[Start of Page excerpt]

Hi @sangjaekang, it would be also great if you could file a bug report at https://developer.apple.com/bug-reporting/, with steps to produce the random predictions on an iOS app. Ideally you should attach the model and the app code that demonstrates the inconsistent behavior. Thanks! Initially I thought the issue might be on the Python side with some memory leaks. But if its happening on the app as well, this is something we need to look into in detail.

Aug 22 '18 18:08 aseemw

When do you think this issue will be update?

Was anyone able to resolve this? I am seeing NaN probabilities outputted for my CoreML activity classifier in watchOS 5 simulator on XCode 10.

Sep 25 '18 07:09 swupnil

Hi @swupnil , did you get a chance to file a bug report with code to reproduce the Nan issue on iOS 12.0 or watchOS 5.0. If you have please give us the bug report number and we'll track it internally.

Sep 25 '18 18:09 aseemw

i've been trying to solve this issue as well. my generator model outputs correctly with coremltools (in python). However, the model in iOS13 (iphone xs max device) outputs a bunch of NaN. My model has two inputs. When I set first input to all white or all black pixels, that model gives some non NaN result. However, most of other inputs gives NaN result. Even if I set usesCPUOnly to true, same NaN issue occurs.

Nov 15 '19 08:11 sebkim

I tested my model on iphone 11 pro and it works!! I guess some neural layer only works on apple A13.

Nov 18 '19 01:11 sebkim

@sebkim Hi. I'm facing a similar problem too. The performance and output of the same model are weird on XS and XS MAX, while the model works fine on other devices like IPHONE11 or IPHONE6. Did you find the reason of this problem?

Dec 06 '19 09:12 zoooo0820

@zoooo0820 I can't find the reason. I've reported this issue on apple feedback, but it's quite slow for them to respond.

Dec 06 '19 16:12 sebkim

@zoooo0820 Is it possible for you to share your model so that we can reproduce the issue at our end? Any reproducible toy model would also work.

Dec 06 '19 17:12 DawerG

https://drive.google.com/open?id=11oY6uguu9uXO7SiUV3Zt62YUwcug0MxJ

Here is the model with which we can reproduce.

Dec 08 '19 10:12 sebkim

@zoooo0820 Is it possible for you to share your model so that we can reproduce the issue at our end? Any reproducible toy model would also work.

Sorry for the late reply. I found the difference is caused by the presicion of GPU/CPU. Now I change the way doing inference from GPU to CPU and the result is fine. However, the results on different devices on GPU, using a same model and a same input, are still different.

Dec 09 '19 08:12 zoooo0820

after updating ios 13.3, coreml with usesCPUOnly true on iphone xs max works!

Dec 17 '19 07:12 sebkim

Multi-backend Keras support has been removed in coremltools 6.0.

Sep 20 '22 17:09 TobyRoseman

[End of Page excerpt]
[Start of Data segment]

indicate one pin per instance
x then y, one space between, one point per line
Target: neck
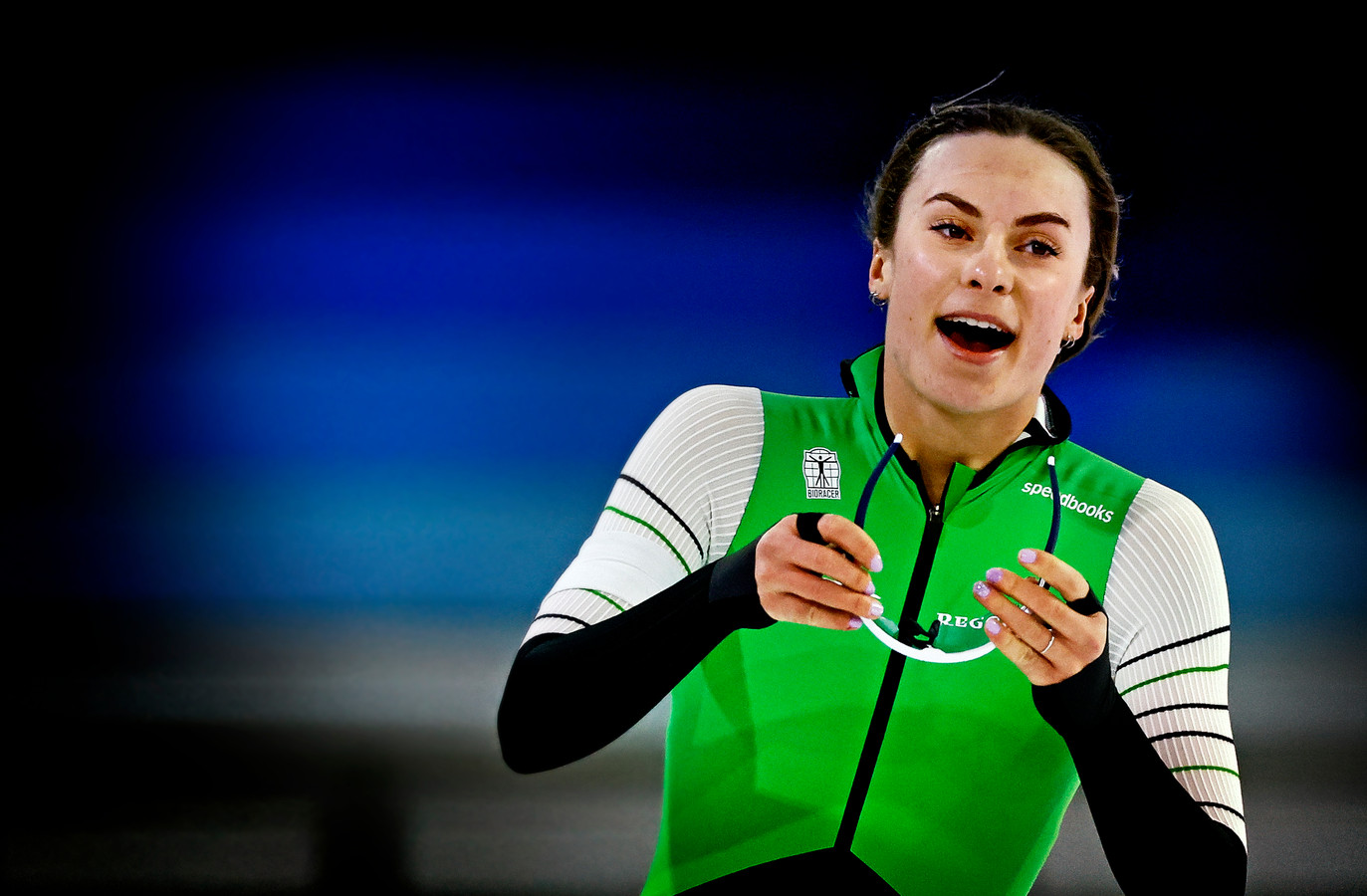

[End of Data segment]

▶ Actions to take:
**a)** Reproduce the stretch of the Core ML forum thread from "Dec 08 '19 10:12" through "xs max works!".
**b)** In the Core ML forum thread, after updating to which iOS version did Core ML with usesCPUOnly set to true work on the iPhone XS Max?
**c)** Render this sentence from the Core ML forum thread in French: "Multi-backend Keras support has been removed in coremltools 6.0."

▶ Solutions per task:
**a)**
Dec 08 '19 10:12 sebkim

@zoooo0820 Is it possible for you to share your model so that we can reproduce the issue at our end? Any reproducible toy model would also work.

Sorry for the late reply. I found the difference is caused by the presicion of GPU/CPU. Now I change the way doing inference from GPU to CPU and the result is fine. However, the results on different devices on GPU, using a same model and a same input, are still different.

Dec 09 '19 08:12 zoooo0820

after updating ios 13.3, coreml with usesCPUOnly true on iphone xs max works!

**b)** iOS 13.3

**c)** La prise en charge de Keras multi-backend a été supprimée dans coremltools 6.0.